Trecho fornecido ▸
####################

Cristovam Buarque*
O artigo de Luiz Carlos Azedo publicado no Correio Braziliense no último domingo, 17/3, nos provoca a refletir sobre a farsa de certos gestos políticos que tentam repetir fatos históricos. A tentativa de golpe no fim do governo Bolsonaro é um exemplo claro dessa interpretação como farsa: ficará como ópera bufa, mas por muito pouco ela não teve sucesso, e o simples fato de ter sido tentada, demonstra a fragilidade da democracia. Porque, depois de 40 anos, o regime democrático ainda não tomou as medidas necessárias para vacinar as Forças Armadas contra o vírus golpista que a contamina desde o início da República.
Durante todo o período de 2019 a 2022, estivemos sob ameaça de golpe. Em nenhum momento as FFAA deixaram de se imiscuir na política, assumindo cargos civis no governo, dando respaldo ou se omitindo diante de manifestas intenções golpistas. Prestou-se a diversas ações que o presidente tomou visando levantar suspeitas sobre a legitimidade das urnas, como forma de não reconhecer o resultado que não lhe fosse favorável. O golpe dificilmente teria sido barrado, se no lugar de capitão desastrado e incompetente, o presidente fosse um general brilhante intelectualmente, com liderança e articulado politicamente que tivesse dado ordem a um coronel para prender o general que o ameaçou. Provavelmente não duraria 21 anos, talvez apenas alguns dias até mostrar sua cara de farsa, mas o desastre já teria ocorrido. Se ao redor do capitão estivessem "golberys" e "geisels", se o presidente dos EUA ainda fosse Trump e o STF tivesse sido omisso, o resultado teria sido outro. O que nos salvou foram as pessoas físicas de alguns generais legalistas, não a estrutura da instituição, que continua a mesma, apesar dos 40 anos de democracia.
O único gesto de enfrentamento da questão militar foi a criação do Ministério da Defesa, pelo presidente Fernando Henrique. Mas se adotou um nome, sem se adotar um espírito novo. O ministro é civil, mas a tropa continua sem respeitar os civis, até por nossos erros, privilégios, falta de espírito público, mordomias, corrupção. Os ministros da Defesa não comandam as Forças Armadas em nome do presidente, apenas representam as três Forças junto ao governo. Nenhum dos presidentes da democracia pareceu liderar as FFAA, apenas conviver com elas como se fossem uma instituição separada da estrutura republicana. Fora a denominação do ministério, nenhuma vacina democrática foi adotada para mudar o espírito das FFAA. A última vacina democratizante foi aplicada durante o regime militar, quando o presidente general Castelo Branco determinou o limite de tempo para cada comandante ficar na ativa.

####################

Seção de dados ▸
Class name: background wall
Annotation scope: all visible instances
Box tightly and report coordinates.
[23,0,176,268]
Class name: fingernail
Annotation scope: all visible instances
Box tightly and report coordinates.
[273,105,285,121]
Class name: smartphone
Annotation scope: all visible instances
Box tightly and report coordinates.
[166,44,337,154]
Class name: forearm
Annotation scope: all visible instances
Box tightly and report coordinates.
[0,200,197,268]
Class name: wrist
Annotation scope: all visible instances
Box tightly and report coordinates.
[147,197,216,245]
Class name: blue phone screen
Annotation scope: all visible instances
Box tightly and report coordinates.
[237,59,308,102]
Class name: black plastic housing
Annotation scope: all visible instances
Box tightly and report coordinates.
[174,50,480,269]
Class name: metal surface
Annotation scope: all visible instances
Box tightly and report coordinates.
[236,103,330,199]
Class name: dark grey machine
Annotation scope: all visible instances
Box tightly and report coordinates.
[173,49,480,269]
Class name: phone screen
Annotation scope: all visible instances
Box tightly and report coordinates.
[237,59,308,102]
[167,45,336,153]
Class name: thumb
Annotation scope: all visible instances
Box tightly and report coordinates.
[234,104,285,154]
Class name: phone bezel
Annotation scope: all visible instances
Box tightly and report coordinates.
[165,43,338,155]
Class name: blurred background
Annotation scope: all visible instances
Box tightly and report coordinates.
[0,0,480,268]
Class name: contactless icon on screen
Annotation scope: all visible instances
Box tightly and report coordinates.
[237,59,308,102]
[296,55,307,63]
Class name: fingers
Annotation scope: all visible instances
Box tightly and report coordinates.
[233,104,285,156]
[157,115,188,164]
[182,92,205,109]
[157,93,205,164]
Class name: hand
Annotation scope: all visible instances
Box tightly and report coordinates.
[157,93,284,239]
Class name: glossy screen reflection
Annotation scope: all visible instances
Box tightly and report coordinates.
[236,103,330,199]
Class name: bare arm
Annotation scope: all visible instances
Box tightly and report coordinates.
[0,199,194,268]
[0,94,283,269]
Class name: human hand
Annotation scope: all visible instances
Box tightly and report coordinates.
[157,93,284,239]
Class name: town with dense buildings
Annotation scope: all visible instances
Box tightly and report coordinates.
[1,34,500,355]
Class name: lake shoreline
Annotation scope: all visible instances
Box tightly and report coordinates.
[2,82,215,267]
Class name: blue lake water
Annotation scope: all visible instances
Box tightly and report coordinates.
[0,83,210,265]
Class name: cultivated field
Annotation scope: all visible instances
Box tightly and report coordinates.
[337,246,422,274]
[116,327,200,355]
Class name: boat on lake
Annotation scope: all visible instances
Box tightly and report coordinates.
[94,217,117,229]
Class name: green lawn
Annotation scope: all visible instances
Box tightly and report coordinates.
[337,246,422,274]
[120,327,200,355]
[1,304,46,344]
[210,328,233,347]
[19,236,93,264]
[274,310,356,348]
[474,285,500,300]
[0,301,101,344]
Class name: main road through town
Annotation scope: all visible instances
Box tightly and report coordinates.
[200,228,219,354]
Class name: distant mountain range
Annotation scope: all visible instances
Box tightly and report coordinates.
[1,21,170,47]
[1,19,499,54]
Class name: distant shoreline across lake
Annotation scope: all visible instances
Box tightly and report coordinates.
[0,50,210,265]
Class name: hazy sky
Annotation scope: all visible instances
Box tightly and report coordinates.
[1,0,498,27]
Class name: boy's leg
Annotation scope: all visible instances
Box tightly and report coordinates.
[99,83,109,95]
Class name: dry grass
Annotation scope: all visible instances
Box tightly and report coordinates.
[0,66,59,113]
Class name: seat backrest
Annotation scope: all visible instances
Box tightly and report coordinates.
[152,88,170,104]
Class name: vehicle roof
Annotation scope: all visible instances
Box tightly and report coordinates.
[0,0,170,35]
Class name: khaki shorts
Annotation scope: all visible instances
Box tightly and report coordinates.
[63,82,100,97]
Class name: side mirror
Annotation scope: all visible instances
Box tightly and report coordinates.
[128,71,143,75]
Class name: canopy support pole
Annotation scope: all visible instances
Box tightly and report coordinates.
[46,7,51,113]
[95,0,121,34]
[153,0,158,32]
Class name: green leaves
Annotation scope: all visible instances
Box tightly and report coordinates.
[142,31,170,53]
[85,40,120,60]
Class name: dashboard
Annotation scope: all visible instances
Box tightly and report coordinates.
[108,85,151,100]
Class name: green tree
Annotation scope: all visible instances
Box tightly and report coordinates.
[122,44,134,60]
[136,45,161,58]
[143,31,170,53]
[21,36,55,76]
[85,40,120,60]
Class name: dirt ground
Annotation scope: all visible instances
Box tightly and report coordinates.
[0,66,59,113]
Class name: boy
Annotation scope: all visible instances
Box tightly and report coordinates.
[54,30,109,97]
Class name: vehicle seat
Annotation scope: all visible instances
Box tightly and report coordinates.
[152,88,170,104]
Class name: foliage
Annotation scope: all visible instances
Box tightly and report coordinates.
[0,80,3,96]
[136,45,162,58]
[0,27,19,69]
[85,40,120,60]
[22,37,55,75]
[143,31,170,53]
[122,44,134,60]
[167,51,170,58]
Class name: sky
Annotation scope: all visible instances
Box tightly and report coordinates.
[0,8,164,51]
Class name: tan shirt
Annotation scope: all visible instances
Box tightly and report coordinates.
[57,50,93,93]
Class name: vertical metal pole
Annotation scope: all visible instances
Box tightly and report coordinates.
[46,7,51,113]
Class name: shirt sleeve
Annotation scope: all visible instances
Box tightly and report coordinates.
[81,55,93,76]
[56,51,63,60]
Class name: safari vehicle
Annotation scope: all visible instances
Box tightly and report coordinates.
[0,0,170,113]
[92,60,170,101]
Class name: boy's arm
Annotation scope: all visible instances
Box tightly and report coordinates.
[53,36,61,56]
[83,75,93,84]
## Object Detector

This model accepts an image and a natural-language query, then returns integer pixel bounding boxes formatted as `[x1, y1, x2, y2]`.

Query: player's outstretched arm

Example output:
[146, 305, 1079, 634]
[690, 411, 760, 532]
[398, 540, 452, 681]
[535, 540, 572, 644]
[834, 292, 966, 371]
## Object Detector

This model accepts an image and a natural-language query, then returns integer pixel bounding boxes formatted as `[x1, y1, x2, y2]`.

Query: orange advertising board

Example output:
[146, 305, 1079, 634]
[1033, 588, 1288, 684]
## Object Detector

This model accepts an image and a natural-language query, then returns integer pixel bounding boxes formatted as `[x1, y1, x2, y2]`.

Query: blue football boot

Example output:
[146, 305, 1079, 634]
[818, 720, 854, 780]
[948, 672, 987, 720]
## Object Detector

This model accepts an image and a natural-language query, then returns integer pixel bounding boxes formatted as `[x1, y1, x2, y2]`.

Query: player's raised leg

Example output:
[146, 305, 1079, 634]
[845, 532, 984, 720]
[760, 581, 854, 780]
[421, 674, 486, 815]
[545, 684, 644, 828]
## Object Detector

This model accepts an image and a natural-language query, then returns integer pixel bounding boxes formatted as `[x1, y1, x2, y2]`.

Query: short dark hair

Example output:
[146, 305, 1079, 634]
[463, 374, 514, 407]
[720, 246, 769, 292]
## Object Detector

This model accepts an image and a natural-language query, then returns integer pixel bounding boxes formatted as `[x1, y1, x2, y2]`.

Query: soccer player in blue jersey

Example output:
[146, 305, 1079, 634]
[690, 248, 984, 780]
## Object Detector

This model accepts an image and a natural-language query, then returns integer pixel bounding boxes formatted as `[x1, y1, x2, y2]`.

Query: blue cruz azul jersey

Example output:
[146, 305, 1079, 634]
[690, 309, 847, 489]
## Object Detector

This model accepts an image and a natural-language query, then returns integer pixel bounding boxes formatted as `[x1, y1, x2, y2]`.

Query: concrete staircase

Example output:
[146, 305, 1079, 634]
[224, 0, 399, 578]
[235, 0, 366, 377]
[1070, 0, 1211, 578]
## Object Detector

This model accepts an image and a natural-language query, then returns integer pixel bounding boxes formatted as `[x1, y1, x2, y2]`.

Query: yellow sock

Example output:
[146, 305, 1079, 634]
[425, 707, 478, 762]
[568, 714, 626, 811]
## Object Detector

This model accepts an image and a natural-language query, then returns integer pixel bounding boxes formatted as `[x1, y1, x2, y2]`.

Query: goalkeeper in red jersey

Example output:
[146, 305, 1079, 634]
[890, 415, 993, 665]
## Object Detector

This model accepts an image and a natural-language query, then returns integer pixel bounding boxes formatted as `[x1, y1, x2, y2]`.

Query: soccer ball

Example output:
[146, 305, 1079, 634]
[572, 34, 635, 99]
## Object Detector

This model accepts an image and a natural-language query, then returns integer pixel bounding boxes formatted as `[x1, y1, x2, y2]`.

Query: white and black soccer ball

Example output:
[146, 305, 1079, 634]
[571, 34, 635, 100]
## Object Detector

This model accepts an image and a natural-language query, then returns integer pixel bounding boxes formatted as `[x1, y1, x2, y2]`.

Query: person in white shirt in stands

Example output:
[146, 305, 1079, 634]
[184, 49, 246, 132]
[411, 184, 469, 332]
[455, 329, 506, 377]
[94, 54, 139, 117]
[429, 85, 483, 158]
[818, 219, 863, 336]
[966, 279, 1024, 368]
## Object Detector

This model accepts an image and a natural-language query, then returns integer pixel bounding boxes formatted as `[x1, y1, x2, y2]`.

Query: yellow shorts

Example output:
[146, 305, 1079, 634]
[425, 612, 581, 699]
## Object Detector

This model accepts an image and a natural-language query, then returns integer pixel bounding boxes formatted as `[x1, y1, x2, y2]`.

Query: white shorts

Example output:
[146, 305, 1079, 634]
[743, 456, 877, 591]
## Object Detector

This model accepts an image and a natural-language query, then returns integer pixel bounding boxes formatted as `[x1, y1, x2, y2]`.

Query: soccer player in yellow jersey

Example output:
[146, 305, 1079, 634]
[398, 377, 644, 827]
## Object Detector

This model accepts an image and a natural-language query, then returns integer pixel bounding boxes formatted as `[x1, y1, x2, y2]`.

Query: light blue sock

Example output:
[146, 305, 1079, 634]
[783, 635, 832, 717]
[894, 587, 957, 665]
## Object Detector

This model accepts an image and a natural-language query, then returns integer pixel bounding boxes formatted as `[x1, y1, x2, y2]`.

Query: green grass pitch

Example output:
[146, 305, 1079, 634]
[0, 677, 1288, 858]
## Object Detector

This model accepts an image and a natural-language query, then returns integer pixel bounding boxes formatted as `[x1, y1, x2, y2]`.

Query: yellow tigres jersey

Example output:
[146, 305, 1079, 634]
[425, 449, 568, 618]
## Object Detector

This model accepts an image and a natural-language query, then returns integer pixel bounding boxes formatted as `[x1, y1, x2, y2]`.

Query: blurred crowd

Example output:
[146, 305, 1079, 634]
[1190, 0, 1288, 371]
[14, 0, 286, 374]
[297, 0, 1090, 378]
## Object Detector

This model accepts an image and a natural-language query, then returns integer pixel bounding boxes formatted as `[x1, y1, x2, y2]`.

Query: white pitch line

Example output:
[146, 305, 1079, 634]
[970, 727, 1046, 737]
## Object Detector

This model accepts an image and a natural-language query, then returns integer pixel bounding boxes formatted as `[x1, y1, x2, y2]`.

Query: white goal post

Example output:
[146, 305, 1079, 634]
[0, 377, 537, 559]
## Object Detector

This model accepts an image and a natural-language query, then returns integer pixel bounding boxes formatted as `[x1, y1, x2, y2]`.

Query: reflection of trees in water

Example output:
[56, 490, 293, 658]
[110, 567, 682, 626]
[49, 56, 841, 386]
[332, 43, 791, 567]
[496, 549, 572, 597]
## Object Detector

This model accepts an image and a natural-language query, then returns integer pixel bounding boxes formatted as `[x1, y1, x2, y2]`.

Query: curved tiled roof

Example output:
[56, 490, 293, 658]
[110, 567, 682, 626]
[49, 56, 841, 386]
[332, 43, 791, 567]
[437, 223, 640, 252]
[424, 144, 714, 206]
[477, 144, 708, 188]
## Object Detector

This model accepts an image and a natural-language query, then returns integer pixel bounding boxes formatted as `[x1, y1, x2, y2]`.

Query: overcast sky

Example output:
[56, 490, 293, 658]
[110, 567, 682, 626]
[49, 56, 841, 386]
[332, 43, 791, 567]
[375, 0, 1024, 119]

####################

Desafio A ▸
Segundo o trecho fornecido, que medida o presidente general Castelo Branco determinou durante o regime militar?
Desafio B ▸
Por favor, separe todas as linhas dos registros que contêm a palavra "vehicle".
O texto e os registros não têm relação entre si.

Solução completa A ▸
Ele determinou o limite de tempo para cada comandante ficar na ativa.

Solução completa B ▸
Class name: vehicle roof
Class name: vehicle seat
Class name: safari vehicle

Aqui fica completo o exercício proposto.